▸ WHAT TO DO
Nothing but the text of the records should come back; copy it exactly and leave the pictures out.

[Image point grounding data]
Start of Block
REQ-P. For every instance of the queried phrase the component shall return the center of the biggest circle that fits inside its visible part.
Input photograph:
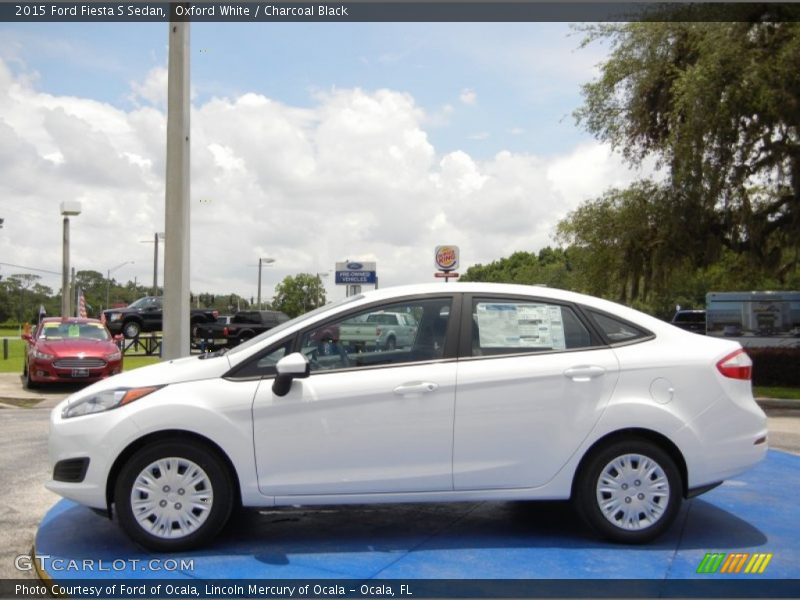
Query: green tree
(298, 294)
(718, 105)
End of Block
▸ FINISHED TASK
REQ-P. For every instance of the queried phrase the component shall return the center of the biggest circle that fits inside its visible part.
Input photograph:
Query: green tree
(298, 294)
(718, 105)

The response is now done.